------ TEXTO PARA REVISIÓN ------

Resultaría sencillo creer en tres dioses. Creo que muchos de nosotros lo hacemos de hecho, aunque lo neguemos de palabra. El Padre, que es el sedentario, el que, una vez terminada la creación, nunca se mueve de su trono del cielo. El hijo, que hizo un viaje a la tierra – desde la encarnación a la ascensión – y el Espíritu Santo, que estaba en el cielo y fue enviado a la tierra cuando el Hijo regresó al cielo (y no antes). Son tres, tres personas diferentes con actividades diferentes. Pero además afirmamos que los tres son Dios, el mismo Dios, un solo Dios. Dios no hay más que uno, pero los tres pueden decir “soy Dios”.
Evidentemente, estas explicaciones resultan completamente infantiles, y los teólogos no dicen eso, pero nosotros lo entendemos así, creemos de hecho que el Padre, el Hijo y el Espíritu Santo son tres personas divinas, es decir tres dioses.
Diversos teólogos un tanto presuntuosos han querido explorar la intimidad de Dios, entrar en su misma esencia, conocerlo como nos conocemos las personas, como conocemos la Creación, describirlo, explicarlo, conocerlo "por dentro". Es normal, el ser humano es un "animal curioso", capaz de hacerse toda clase de preguntas, incluso aquellas preguntas cuyas respuestas están muy por encima de su capacidad de comprensión.

------ CONJUNTO DE FILAS ------

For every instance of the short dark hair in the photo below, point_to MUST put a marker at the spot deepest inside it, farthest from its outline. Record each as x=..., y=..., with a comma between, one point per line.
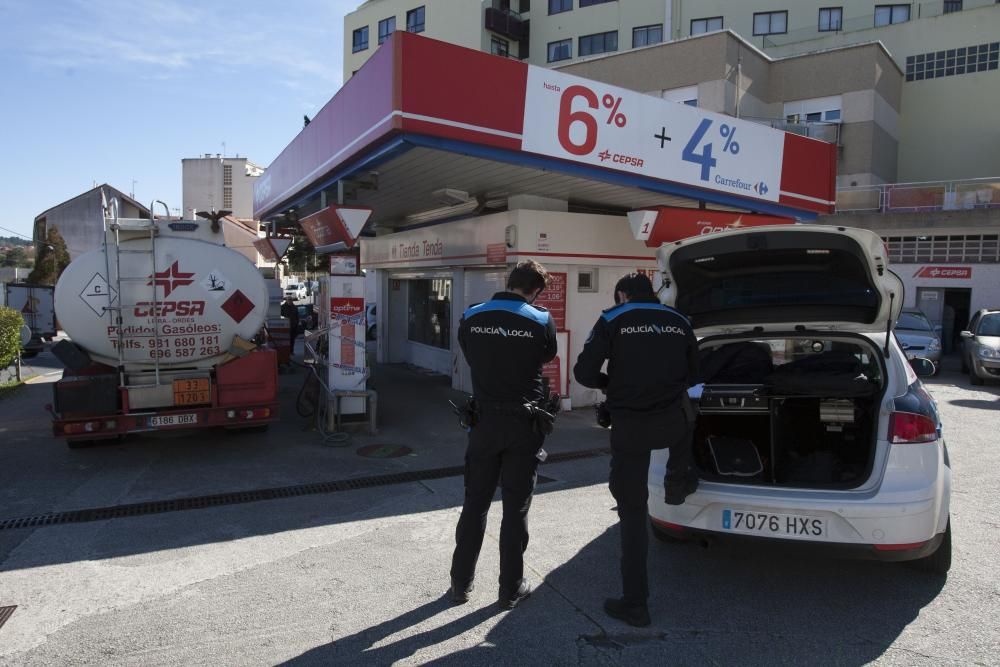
x=635, y=285
x=528, y=276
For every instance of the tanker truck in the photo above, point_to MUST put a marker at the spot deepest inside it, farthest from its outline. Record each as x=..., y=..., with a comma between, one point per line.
x=160, y=320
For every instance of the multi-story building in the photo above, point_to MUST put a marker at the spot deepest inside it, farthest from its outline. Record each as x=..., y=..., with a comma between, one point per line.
x=216, y=183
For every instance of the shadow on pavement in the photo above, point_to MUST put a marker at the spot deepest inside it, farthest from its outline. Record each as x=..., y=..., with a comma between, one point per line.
x=716, y=606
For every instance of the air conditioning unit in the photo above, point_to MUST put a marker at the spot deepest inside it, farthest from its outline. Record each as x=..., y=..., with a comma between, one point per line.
x=450, y=196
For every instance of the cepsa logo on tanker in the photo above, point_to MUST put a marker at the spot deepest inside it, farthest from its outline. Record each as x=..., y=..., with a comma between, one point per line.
x=576, y=119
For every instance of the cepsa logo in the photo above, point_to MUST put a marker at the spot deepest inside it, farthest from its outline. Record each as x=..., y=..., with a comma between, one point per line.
x=653, y=329
x=500, y=331
x=620, y=158
x=165, y=308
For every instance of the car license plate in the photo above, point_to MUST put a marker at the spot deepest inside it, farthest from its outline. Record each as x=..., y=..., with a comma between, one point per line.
x=767, y=523
x=191, y=391
x=174, y=420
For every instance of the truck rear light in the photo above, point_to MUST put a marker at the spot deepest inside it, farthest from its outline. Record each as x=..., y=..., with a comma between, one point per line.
x=908, y=427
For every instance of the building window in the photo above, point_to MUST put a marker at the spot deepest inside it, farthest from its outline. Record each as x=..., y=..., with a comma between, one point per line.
x=360, y=41
x=646, y=35
x=602, y=42
x=499, y=47
x=831, y=19
x=770, y=23
x=561, y=50
x=560, y=6
x=385, y=28
x=415, y=20
x=889, y=14
x=429, y=312
x=699, y=26
x=952, y=62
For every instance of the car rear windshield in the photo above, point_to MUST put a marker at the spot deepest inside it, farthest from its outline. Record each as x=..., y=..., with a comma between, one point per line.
x=913, y=322
x=778, y=280
x=989, y=325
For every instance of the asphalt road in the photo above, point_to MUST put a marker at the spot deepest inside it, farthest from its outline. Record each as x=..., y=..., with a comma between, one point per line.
x=358, y=577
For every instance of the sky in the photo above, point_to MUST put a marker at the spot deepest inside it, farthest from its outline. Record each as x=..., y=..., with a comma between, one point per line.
x=116, y=91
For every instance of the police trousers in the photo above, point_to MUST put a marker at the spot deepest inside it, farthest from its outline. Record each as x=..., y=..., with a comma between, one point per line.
x=501, y=448
x=633, y=436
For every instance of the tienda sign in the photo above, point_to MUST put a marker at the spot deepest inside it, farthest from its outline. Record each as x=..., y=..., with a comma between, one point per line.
x=666, y=224
x=953, y=272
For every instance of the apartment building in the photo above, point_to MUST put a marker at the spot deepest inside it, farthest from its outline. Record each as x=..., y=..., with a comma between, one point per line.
x=214, y=182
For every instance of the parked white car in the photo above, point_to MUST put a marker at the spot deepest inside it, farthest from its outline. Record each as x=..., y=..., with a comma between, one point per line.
x=812, y=427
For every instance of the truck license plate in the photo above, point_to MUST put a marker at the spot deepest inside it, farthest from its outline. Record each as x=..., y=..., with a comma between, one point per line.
x=174, y=420
x=192, y=391
x=766, y=523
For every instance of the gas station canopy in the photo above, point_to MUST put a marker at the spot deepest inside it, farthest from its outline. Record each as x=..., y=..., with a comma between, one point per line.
x=425, y=123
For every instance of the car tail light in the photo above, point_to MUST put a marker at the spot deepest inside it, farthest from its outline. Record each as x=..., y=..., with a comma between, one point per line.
x=907, y=427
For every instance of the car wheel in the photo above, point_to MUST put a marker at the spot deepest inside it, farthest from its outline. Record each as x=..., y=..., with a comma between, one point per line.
x=666, y=536
x=938, y=562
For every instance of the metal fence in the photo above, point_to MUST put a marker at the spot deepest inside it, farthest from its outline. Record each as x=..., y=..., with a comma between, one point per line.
x=930, y=196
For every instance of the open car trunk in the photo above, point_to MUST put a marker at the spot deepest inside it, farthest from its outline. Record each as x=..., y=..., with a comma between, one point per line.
x=798, y=410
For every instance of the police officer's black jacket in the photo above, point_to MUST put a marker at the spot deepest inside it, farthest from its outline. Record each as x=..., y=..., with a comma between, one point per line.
x=506, y=340
x=652, y=356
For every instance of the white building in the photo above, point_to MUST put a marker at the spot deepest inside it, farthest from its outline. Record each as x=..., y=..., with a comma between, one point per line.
x=217, y=183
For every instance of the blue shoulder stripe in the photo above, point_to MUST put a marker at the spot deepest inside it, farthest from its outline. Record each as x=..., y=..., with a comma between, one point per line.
x=516, y=307
x=612, y=313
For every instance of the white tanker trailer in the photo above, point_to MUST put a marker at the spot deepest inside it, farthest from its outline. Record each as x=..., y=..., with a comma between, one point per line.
x=160, y=321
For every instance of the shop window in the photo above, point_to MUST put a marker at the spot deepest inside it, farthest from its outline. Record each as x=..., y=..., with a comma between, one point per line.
x=831, y=19
x=561, y=50
x=429, y=312
x=889, y=14
x=385, y=28
x=360, y=40
x=415, y=20
x=560, y=6
x=699, y=26
x=499, y=47
x=770, y=23
x=646, y=35
x=602, y=42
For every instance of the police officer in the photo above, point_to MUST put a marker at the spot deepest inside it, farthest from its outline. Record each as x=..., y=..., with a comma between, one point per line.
x=505, y=340
x=652, y=360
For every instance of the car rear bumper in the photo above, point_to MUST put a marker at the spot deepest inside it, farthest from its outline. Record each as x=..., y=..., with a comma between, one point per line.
x=882, y=552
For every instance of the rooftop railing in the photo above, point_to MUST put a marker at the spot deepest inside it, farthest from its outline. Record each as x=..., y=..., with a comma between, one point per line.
x=914, y=197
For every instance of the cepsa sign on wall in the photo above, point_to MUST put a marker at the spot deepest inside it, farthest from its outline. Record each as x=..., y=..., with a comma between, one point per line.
x=578, y=119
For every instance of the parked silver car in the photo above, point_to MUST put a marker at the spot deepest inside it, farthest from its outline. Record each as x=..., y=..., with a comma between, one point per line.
x=917, y=336
x=981, y=346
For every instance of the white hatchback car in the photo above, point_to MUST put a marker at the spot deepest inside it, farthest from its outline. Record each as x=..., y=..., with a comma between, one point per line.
x=812, y=427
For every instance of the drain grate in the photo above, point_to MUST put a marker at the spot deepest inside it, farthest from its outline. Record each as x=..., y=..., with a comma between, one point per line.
x=6, y=613
x=253, y=496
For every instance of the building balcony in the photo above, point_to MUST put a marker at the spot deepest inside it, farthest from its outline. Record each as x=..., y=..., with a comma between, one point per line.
x=506, y=22
x=976, y=193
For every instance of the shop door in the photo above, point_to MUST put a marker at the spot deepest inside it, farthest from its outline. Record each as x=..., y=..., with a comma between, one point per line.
x=930, y=300
x=955, y=316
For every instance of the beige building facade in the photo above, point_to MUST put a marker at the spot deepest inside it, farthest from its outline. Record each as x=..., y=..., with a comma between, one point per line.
x=217, y=183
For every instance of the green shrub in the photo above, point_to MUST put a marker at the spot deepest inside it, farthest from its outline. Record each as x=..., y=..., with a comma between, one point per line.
x=10, y=335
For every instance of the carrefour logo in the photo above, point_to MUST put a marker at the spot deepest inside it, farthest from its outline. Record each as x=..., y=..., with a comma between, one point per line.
x=500, y=331
x=652, y=328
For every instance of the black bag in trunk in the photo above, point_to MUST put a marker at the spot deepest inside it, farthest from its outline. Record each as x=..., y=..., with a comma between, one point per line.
x=827, y=374
x=735, y=456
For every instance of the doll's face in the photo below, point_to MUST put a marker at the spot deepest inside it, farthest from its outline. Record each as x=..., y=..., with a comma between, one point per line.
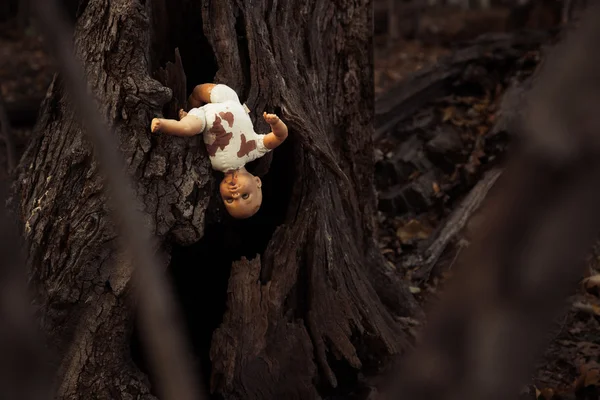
x=241, y=193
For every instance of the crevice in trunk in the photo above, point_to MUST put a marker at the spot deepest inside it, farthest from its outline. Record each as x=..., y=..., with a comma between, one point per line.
x=200, y=272
x=178, y=25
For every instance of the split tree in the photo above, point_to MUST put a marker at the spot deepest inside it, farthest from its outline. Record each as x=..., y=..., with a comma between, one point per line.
x=289, y=304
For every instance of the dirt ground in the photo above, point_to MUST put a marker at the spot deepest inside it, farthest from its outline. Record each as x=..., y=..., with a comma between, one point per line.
x=569, y=366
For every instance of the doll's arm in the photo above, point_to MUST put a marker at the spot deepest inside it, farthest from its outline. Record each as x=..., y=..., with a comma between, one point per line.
x=187, y=126
x=279, y=131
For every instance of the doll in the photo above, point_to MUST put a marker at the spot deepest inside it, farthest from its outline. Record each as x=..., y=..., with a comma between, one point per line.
x=230, y=140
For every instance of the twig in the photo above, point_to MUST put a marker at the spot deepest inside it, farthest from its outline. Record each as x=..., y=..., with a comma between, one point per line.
x=457, y=221
x=160, y=320
x=526, y=259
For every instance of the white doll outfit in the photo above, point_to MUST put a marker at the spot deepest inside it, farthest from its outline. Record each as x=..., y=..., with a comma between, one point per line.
x=228, y=132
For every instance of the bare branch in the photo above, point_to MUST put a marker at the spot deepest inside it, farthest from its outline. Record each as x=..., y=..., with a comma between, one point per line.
x=7, y=136
x=160, y=320
x=530, y=252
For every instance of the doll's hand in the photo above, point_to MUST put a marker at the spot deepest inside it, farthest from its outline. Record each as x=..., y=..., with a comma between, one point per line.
x=155, y=126
x=271, y=119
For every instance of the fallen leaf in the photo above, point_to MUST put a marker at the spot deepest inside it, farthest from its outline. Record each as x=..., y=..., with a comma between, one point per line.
x=592, y=284
x=414, y=289
x=413, y=230
x=448, y=113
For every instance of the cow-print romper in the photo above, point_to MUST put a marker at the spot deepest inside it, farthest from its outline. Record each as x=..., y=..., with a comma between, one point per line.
x=228, y=131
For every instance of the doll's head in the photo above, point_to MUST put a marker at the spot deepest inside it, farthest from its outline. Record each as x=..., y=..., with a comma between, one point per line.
x=241, y=193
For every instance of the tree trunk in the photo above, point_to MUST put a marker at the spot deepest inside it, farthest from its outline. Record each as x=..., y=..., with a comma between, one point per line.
x=292, y=303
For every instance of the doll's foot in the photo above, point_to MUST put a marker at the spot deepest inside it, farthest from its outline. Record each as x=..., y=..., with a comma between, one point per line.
x=155, y=126
x=271, y=119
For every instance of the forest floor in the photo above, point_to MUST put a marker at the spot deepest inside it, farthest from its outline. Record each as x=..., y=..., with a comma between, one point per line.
x=569, y=367
x=570, y=362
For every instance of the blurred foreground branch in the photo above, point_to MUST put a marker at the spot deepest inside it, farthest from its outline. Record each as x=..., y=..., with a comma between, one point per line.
x=160, y=320
x=540, y=221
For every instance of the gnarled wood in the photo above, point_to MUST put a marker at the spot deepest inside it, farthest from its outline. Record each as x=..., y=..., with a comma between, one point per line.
x=317, y=289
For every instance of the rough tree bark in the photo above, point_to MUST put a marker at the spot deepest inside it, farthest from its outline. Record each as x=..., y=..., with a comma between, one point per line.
x=298, y=294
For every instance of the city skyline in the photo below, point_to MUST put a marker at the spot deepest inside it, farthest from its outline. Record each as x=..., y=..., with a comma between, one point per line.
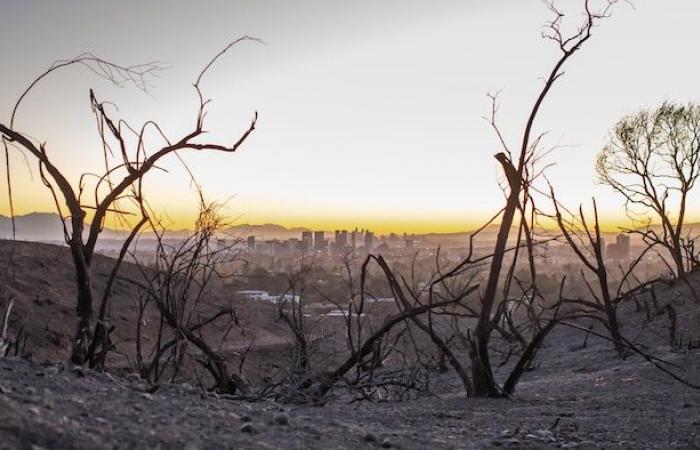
x=370, y=114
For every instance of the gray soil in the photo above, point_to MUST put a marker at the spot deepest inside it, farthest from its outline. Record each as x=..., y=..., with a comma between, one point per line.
x=573, y=401
x=577, y=397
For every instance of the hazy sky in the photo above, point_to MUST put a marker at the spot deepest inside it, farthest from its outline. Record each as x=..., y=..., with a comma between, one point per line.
x=370, y=112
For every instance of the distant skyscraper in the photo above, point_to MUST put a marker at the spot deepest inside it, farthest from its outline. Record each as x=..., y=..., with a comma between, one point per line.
x=319, y=240
x=623, y=244
x=306, y=240
x=369, y=240
x=341, y=239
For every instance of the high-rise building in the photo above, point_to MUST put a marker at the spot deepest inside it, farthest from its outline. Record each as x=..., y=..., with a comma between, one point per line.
x=623, y=244
x=306, y=240
x=341, y=239
x=319, y=240
x=369, y=240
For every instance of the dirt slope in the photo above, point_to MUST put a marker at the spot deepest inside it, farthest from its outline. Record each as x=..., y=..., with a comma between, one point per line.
x=42, y=284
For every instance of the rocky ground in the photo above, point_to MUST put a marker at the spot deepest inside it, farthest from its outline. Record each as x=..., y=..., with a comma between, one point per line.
x=590, y=404
x=578, y=396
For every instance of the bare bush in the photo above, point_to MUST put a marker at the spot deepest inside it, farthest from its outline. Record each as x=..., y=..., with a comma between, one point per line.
x=117, y=191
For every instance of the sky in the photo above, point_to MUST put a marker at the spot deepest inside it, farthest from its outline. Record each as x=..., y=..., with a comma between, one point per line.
x=371, y=113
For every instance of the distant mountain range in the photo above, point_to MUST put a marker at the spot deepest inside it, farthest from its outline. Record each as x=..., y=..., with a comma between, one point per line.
x=46, y=227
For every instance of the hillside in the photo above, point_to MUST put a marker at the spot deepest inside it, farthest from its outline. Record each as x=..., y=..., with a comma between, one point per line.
x=42, y=284
x=576, y=396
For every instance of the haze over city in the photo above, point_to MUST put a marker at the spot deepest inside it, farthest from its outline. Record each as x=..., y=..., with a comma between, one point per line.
x=371, y=115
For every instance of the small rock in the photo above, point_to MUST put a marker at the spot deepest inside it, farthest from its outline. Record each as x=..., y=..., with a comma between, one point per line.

------

Copia del texto sobre la Trinidad el fragmento comprendido entre "Diversos teólogos un" y "capacidad de comprensión.", ambos incluidos.

### RESULTADO
Diversos teólogos un tanto presuntuosos han querido explorar la intimidad de Dios, entrar en su misma esencia, conocerlo como nos conocemos las personas, como conocemos la Creación, describirlo, explicarlo, conocerlo "por dentro". Es normal, el ser humano es un "animal curioso", capaz de hacerse toda clase de preguntas, incluso aquellas preguntas cuyas respuestas están muy por encima de su capacidad de comprensión.